[Données enregistrées]
□ □ □

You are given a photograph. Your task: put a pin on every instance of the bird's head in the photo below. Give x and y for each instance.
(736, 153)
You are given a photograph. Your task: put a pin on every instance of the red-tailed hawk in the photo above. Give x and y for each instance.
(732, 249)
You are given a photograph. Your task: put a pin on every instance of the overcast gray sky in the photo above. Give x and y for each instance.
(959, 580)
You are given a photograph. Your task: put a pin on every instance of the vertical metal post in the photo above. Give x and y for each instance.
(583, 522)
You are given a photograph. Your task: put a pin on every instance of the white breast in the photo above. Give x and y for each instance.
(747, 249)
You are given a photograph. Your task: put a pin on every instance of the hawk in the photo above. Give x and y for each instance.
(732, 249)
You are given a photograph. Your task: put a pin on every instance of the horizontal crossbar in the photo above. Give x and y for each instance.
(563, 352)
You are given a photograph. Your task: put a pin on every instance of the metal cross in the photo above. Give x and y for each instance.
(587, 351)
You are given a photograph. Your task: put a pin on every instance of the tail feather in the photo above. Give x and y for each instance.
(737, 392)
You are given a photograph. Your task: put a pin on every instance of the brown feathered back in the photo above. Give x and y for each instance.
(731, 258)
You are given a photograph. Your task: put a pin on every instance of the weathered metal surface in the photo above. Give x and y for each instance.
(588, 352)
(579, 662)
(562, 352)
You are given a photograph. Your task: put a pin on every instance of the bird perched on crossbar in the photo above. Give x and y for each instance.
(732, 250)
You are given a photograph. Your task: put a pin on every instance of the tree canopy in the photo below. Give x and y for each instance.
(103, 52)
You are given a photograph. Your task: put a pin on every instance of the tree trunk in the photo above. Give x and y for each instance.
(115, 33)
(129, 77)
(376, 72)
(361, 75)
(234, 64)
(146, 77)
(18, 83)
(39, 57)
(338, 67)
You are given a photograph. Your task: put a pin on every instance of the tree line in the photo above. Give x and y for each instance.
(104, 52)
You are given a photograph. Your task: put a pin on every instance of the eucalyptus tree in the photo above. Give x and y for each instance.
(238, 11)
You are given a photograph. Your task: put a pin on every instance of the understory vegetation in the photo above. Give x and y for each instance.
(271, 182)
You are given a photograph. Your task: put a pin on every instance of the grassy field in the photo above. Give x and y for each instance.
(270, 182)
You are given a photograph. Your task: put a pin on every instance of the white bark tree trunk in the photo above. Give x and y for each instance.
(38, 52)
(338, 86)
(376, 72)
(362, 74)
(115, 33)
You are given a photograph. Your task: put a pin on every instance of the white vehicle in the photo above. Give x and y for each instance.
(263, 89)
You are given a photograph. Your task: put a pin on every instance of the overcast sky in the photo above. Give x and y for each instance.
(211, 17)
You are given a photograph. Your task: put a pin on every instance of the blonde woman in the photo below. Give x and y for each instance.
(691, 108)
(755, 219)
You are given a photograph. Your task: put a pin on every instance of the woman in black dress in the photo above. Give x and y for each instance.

□ □ □

▶ **CONSIGNE**
Recopiez intégralement le matériel, de la ligne qui contient « of the eucalyptus » jusqu'à la fin du matériel, ces deux bornes comprises. Ajoutez 88 à chaque coordonnée x et y des réponses.

▶ **RÉSULTAT ATTENDU**
You are given a photograph. Your task: put a pin on every instance of the eucalyptus tree in the photo above. Give x and y for each instance.
(326, 99)
You are given a photograph. Your task: put a pin on every instance of the understory vegetation in the photo above. Give x and y for each instance.
(359, 270)
You are given a photograph. Your task: put a pin on every instance of the grassy field in the photo above. Give x and y for each instance.
(358, 270)
You are given a photograph. Your task: put a pin on every instance of the white bark tree trunk in the photo above. Give x and y for each instance.
(126, 140)
(426, 174)
(464, 160)
(450, 162)
(203, 121)
You are given a photograph. Your task: put a pin on every instance of the white vehicle in the photo above. Give x and y for each instance.
(351, 177)
You are given a photograph. Your task: put a pin on every instance of the overcast sky in the photo above. Give x and y for each instance.
(299, 105)
You are given a photograph. Your task: put a pin on every instance of the blonde woman in the photo below. Give x and y for each instance.
(779, 196)
(843, 307)
You are given a photograph. Your task: put a pin on every instance of the woman in black dress in the photo above. Give x and y for each instance.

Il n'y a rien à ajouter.